__Aim__:
Copy out the lines below, changing "dark red car" to "maroon car" and keeping everything else as it is. Omit the pictures from your answer.

__Supplied data__:
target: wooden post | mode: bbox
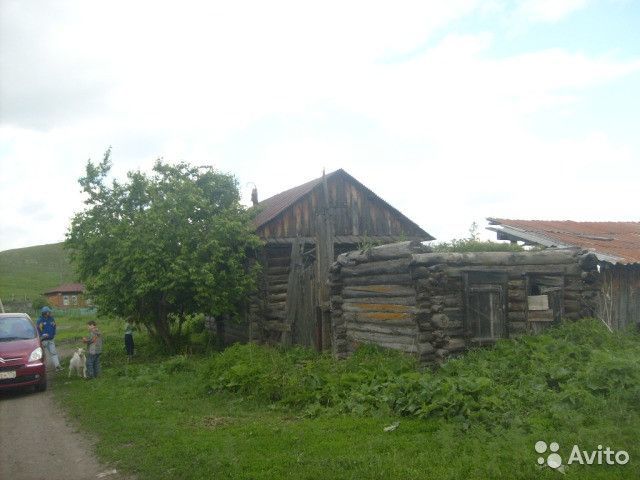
[316,172,335,349]
[280,237,304,346]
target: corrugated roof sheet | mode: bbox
[44,283,84,295]
[487,218,640,264]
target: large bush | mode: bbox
[66,151,258,350]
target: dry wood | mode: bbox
[347,331,418,352]
[528,310,554,322]
[507,322,527,334]
[445,263,581,280]
[412,250,577,267]
[266,267,289,277]
[444,338,467,352]
[341,258,409,276]
[347,322,418,337]
[267,283,287,294]
[338,241,431,265]
[344,273,413,286]
[268,292,287,304]
[262,321,291,332]
[342,297,416,306]
[508,301,527,312]
[342,303,415,313]
[342,312,414,323]
[342,313,417,328]
[342,284,416,299]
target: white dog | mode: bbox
[69,348,87,378]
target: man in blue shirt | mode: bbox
[36,307,62,370]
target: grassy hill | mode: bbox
[0,243,76,303]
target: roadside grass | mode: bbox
[53,321,640,480]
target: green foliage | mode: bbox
[203,320,640,428]
[431,238,524,253]
[52,320,640,480]
[66,150,258,351]
[0,242,77,304]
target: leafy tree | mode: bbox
[65,149,259,350]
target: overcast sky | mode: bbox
[0,0,640,250]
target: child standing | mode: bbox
[36,307,62,371]
[82,320,102,378]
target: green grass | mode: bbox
[0,243,76,303]
[54,321,640,480]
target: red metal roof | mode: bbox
[487,218,640,263]
[44,283,84,295]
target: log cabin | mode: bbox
[487,218,640,329]
[330,242,599,364]
[217,169,434,350]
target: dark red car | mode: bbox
[0,313,47,391]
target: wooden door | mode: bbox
[466,285,505,343]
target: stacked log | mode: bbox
[331,246,598,363]
[331,242,428,356]
[261,245,291,344]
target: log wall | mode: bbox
[331,242,599,363]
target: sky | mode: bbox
[0,0,640,251]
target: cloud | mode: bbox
[0,0,640,249]
[518,0,588,22]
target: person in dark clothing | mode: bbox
[36,307,62,371]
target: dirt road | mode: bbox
[0,352,126,480]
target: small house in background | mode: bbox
[44,283,92,309]
[487,218,640,328]
[219,169,434,350]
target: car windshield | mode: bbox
[0,317,36,342]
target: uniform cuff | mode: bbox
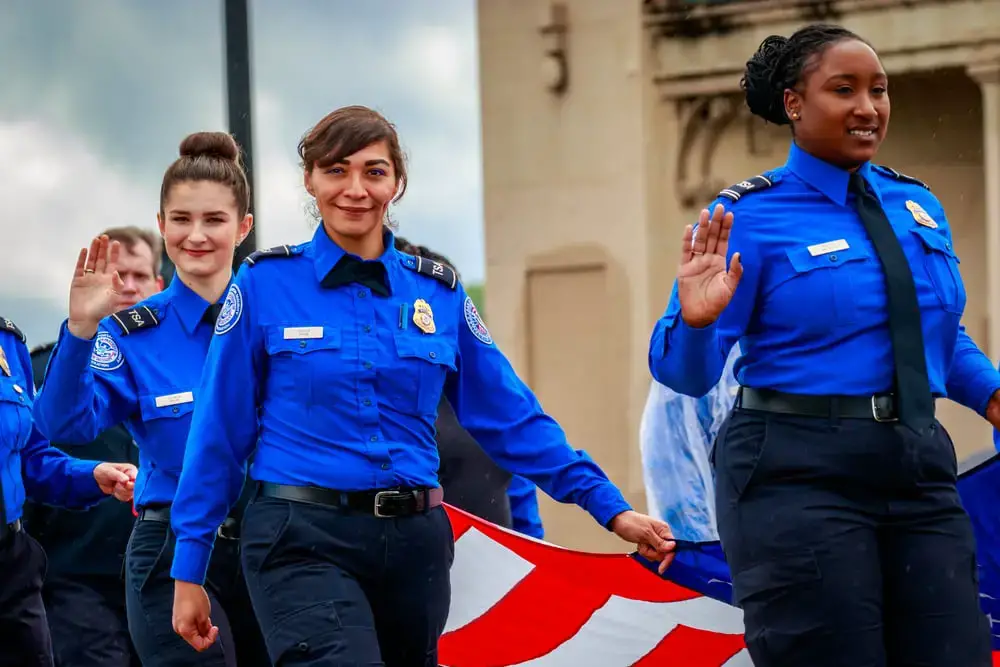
[66,459,107,509]
[586,482,632,530]
[170,538,212,586]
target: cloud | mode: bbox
[0,116,159,304]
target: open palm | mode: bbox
[677,204,743,327]
[69,236,125,339]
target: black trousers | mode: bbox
[243,497,455,667]
[42,574,140,667]
[0,531,53,667]
[715,408,991,667]
[125,520,271,667]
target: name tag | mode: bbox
[285,327,323,340]
[809,239,850,257]
[156,391,194,408]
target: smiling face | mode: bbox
[156,181,252,278]
[785,39,890,169]
[305,141,399,253]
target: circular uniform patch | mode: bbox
[90,331,125,371]
[465,297,493,345]
[215,283,243,334]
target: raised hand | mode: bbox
[677,204,743,328]
[67,236,125,340]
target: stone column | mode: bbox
[968,58,1000,361]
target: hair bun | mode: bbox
[180,132,240,164]
[740,35,788,125]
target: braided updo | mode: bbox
[740,24,867,125]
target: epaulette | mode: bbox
[719,174,774,201]
[111,306,160,336]
[243,245,302,266]
[0,317,28,343]
[404,256,458,289]
[28,341,56,359]
[872,164,931,190]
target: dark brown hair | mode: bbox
[160,132,250,219]
[299,106,406,202]
[101,225,163,277]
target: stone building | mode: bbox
[478,0,1000,551]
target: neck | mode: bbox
[323,224,385,259]
[174,269,233,303]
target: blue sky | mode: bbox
[0,0,484,344]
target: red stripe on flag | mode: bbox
[438,570,610,667]
[632,626,744,667]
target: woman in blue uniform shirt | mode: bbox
[0,318,136,667]
[35,132,270,667]
[172,107,673,667]
[649,26,1000,667]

__Task solution__:
target: wooden post | mode: bbox
[316,172,335,349]
[280,237,304,346]
target: corrugated roof sheet | mode: bbox
[44,283,84,295]
[487,218,640,264]
target: large bush | mode: bbox
[66,151,258,350]
target: dry wood | mode: bbox
[347,331,418,352]
[528,310,554,322]
[507,322,527,334]
[445,263,581,280]
[412,250,577,267]
[266,267,289,277]
[444,338,467,352]
[341,258,409,276]
[347,322,418,337]
[267,283,287,294]
[338,241,431,265]
[344,273,413,286]
[268,292,287,304]
[262,321,291,332]
[342,297,416,306]
[508,301,527,312]
[342,303,415,313]
[342,312,414,323]
[342,313,417,328]
[342,284,416,299]
target: white dog | mode: bbox
[69,348,87,378]
target: man in blue shirt | mode: bbox
[36,307,62,370]
target: grassy hill | mode: bbox
[0,243,76,303]
target: roadside grass | mode: bbox
[53,321,640,480]
target: green foliage | mode: bbox
[203,320,640,428]
[431,238,524,253]
[52,320,640,480]
[66,150,258,351]
[0,242,77,304]
target: leafy tree | mode: bbox
[65,149,259,350]
target: overcast sky | mode: bbox
[0,0,640,250]
target: child standing | mode: bbox
[36,307,62,371]
[82,320,102,378]
target: green grass | mode: bbox
[0,243,76,303]
[54,321,640,480]
target: red metal roof | mode: bbox
[487,218,640,263]
[44,283,84,295]
target: log cabin | mode: bbox
[487,218,640,329]
[330,242,599,364]
[217,169,434,350]
target: maroon car | mode: bbox
[0,313,47,391]
target: wooden door | mode: bbox
[466,285,505,343]
target: stacked log | mode: bbox
[331,246,598,363]
[331,242,428,356]
[261,245,291,344]
target: log wall | mode: bbox
[331,242,599,363]
target: sky | mode: bbox
[0,0,640,251]
target: cloud | mode: bbox
[0,0,640,249]
[518,0,588,22]
target: person in dark clothing | mode: bbox
[36,307,62,371]
target: dirt road | mode: bbox
[0,352,126,480]
target: small house in background | mode: bbox
[44,283,92,309]
[487,218,640,328]
[219,169,434,350]
target: car windshield | mode: bbox
[0,317,36,342]
target: uniform cuff | mode: bbox
[66,459,107,509]
[586,482,632,530]
[170,538,212,586]
target: cloud | mode: bbox
[0,116,159,304]
target: open palm | mode: bbox
[677,204,743,327]
[69,236,125,339]
target: black trousers | mode: bbox
[243,497,455,667]
[42,574,140,667]
[0,531,53,667]
[715,408,991,667]
[125,520,271,667]
target: name tag | mode: bbox
[285,327,323,340]
[809,239,850,257]
[156,391,194,408]
target: smiling face | mode: bbox
[156,181,252,278]
[785,39,890,169]
[305,141,399,253]
target: circular uniform patch | mode: bbox
[90,331,125,371]
[465,297,493,345]
[215,283,243,334]
target: raised hand | mode: bbox
[677,204,743,328]
[67,236,125,340]
target: stone column | mode: bbox
[968,58,1000,361]
target: hair bun | mode: bbox
[180,132,240,164]
[740,35,788,125]
target: braided updo | mode: bbox
[740,24,867,125]
target: epaulette | mode: bbox
[719,174,774,201]
[111,306,160,336]
[243,245,302,266]
[0,317,28,343]
[404,256,458,289]
[28,341,56,359]
[872,164,931,190]
target: dark brown hair | mode: bbox
[160,132,250,219]
[299,106,406,202]
[101,225,163,277]
target: stone building | mode: bbox
[478,0,1000,551]
target: neck | mode: bbox
[323,224,385,259]
[174,269,233,303]
target: blue sky | mode: bbox
[0,0,484,344]
target: red stripe on flag | mode: bbox
[438,570,610,667]
[632,626,744,667]
target: woman in blue uniform shirt | mode: bbox
[0,318,136,667]
[35,132,270,667]
[172,107,673,667]
[649,26,1000,667]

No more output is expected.